**Exercise task:** Pull every line of text out of the entries below and copy each one verbatim. Leave the pictures out of your answer.

**Entries provided:**
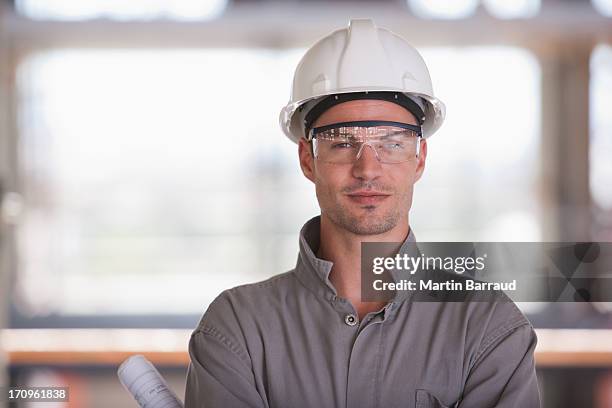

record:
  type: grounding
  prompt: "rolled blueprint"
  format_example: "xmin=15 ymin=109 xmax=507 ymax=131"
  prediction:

**Expected answer:**
record:
  type: grounding
  prompt: "rolled blueprint"
  format_example: "xmin=15 ymin=109 xmax=507 ymax=131"
  prediction:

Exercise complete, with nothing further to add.